**Task brief**
Copy out all the lines below, swapping "person walking on road" for "pedestrian on the road" and leaving everything else as it is.

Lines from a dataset
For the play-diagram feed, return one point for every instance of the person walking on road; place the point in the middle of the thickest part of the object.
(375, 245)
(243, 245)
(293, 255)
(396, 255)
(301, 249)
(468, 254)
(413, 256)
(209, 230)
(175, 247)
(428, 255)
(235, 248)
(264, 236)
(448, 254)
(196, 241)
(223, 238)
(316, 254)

**Exercise solution**
For the play-diagram feed, return one point for every instance of the pedestrian on the road; place the point in the middle of the thickest part of the object.
(375, 245)
(243, 245)
(293, 255)
(396, 255)
(301, 249)
(468, 254)
(413, 256)
(209, 230)
(175, 247)
(428, 255)
(235, 248)
(264, 236)
(448, 254)
(196, 241)
(223, 238)
(316, 254)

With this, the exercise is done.